**EXTRACT TO READ**
◆ ◆ ◆ ◆
A bold book from my favorite philosopher-scientist that aims to build a framework for tackling perhaps the hardest question humanity has ever asked - "what is this conscious experience?" As in his other books, Dennett is adept at weaving the "soft" thought experiments of philosophy with the "harder" experiments of the scientific community. Some of his most triumphant points don't have the impact they may once have carried, as much of his material has been accepted (or disproved) in the last two decades of the rapidly evolving field of neuroscience. Despite its age, this book is a stellar introduction to anyone trying to approach consciousness.

Dennett's thought experiments and suggested activities for readers shed light on some fascinating phenomena of consciousness, including sensory dislocation & extension of self to tools and blind spots & the overly assuming nature of vision. This second investigation I found to be a powerful metaphor for much of the simulation that the brain performs in crafting our sensory experience. The discontinuity of consciousness is so striking particularly because of its apparent continuity. The brain doesn't so much "fill in" the blanks as it ignores their presence. Dennett makes the important point that this absence of representation (ignorance) is not the same as the representation of absence ("filling in").
◆ ◆ ◆ ◆
**ENTRIES SHOWN**

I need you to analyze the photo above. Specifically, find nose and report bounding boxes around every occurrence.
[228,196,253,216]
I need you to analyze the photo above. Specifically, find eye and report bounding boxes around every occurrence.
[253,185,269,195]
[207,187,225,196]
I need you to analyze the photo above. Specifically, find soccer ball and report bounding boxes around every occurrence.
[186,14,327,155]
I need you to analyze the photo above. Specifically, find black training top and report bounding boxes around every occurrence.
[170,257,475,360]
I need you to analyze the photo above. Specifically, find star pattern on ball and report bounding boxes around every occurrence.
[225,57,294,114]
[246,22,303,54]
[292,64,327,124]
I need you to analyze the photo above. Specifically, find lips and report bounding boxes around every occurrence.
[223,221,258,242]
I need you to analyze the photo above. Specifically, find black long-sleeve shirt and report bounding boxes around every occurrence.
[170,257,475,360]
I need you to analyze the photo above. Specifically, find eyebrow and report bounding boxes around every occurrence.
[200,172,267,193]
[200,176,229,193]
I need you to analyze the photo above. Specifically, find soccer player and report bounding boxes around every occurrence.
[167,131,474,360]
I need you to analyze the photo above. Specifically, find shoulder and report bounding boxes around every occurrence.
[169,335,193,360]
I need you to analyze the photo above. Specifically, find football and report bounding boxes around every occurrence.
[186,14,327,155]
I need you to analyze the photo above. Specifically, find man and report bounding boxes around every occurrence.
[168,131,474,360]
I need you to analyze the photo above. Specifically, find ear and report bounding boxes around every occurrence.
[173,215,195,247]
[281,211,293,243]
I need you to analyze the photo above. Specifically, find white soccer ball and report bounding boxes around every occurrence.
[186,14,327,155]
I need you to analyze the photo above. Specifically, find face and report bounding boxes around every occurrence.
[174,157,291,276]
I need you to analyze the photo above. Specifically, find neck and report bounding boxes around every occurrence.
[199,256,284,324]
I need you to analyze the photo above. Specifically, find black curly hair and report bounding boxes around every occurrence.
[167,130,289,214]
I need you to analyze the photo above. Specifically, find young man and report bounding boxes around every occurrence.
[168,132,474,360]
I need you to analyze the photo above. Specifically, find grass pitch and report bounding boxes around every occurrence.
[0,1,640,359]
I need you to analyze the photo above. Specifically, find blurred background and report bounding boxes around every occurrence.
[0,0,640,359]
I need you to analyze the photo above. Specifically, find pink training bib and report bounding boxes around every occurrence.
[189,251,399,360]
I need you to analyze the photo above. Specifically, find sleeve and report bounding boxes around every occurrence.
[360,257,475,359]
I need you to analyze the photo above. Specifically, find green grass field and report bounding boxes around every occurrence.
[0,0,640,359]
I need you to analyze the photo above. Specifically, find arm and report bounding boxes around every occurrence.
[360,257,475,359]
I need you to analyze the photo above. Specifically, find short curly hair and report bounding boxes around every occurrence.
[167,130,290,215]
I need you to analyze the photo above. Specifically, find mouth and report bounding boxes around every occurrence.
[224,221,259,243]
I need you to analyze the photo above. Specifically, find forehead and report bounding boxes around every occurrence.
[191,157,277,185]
◆ ◆ ◆ ◆
**EXERCISES**
1) Transcribe the review of Dennett's book on consciousness between "A bold book" and "to approach consciousness.", inclusive.
2) Pick up the review of Dennett's book on consciousness after its last sentence and keep writing it.
The data comes from a separate source and is unrelated to the review of Dennett's book on consciousness.

**EXERCISE ANSWERS**
1)
A bold book from my favorite philosopher-scientist that aims to build a framework for tackling perhaps the hardest question humanity has ever asked - "what is this conscious experience?" As in his other books, Dennett is adept at weaving the "soft" thought experiments of philosophy with the "harder" experiments of the scientific community. Some of his most triumphant points don't have the impact they may once have carried, as much of his material has been accepted (or disproved) in the last two decades of the rapidly evolving field of neuroscience. Despite its age, this book is a stellar introduction to anyone trying to approach consciousness.

2)
The three themes of Dennett's that resonated most with me were the relationship between time & consciousness, information sharing and information barriers in the brain, and consciousness as cultural software.

1) Noticing the varying speeds of sensory signal propagation outside of the body (light vs. sound vs. chemicals) and the varying speeds of neural signal propagation in the brain, Dennett points out that the "present" for us is really more of a "smear" in time rather than a "point". He presents his Multiple Drafts Theory of Consciousness to show that in such a situation, different parts of the brain must act on different sets of information and, therefore, there is no single conscious experience. This is perhaps one of the most profound points that Dennett explores and he does so frequently throughout the book. Dennett also points out that temporal order outside the mind need not coincide exactly with temporal order as represented in the mind, though the two are correlated.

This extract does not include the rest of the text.